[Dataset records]

***

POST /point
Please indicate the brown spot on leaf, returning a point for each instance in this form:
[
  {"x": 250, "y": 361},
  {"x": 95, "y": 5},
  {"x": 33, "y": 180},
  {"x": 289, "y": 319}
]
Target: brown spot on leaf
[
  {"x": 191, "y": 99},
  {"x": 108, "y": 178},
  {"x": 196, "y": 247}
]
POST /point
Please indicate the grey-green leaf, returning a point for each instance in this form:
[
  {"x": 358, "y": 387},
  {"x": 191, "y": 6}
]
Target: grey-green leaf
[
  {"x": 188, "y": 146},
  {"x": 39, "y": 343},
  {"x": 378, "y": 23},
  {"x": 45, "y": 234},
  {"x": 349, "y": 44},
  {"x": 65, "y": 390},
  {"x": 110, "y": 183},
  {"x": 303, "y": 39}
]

***

WHAT THE TASK REQUIRES:
Please rewrite the material above with "instance" changed to "occurrence" everywhere it occurs, keeping all other text the same.

TASK RESPONSE:
POST /point
Please indicate the brown spot on leaf, returning a point for each occurrence in this form:
[
  {"x": 250, "y": 361},
  {"x": 95, "y": 5},
  {"x": 33, "y": 180},
  {"x": 289, "y": 319}
]
Target: brown spot on leaf
[
  {"x": 191, "y": 99},
  {"x": 108, "y": 178},
  {"x": 196, "y": 247}
]
POST /point
Please indicate the grey-green leaf, returning a point for each occurrence in this form:
[
  {"x": 358, "y": 387},
  {"x": 191, "y": 6}
]
Target: grey-green leaf
[
  {"x": 188, "y": 146},
  {"x": 39, "y": 343},
  {"x": 378, "y": 23},
  {"x": 45, "y": 234},
  {"x": 349, "y": 44},
  {"x": 65, "y": 390},
  {"x": 110, "y": 183},
  {"x": 303, "y": 39}
]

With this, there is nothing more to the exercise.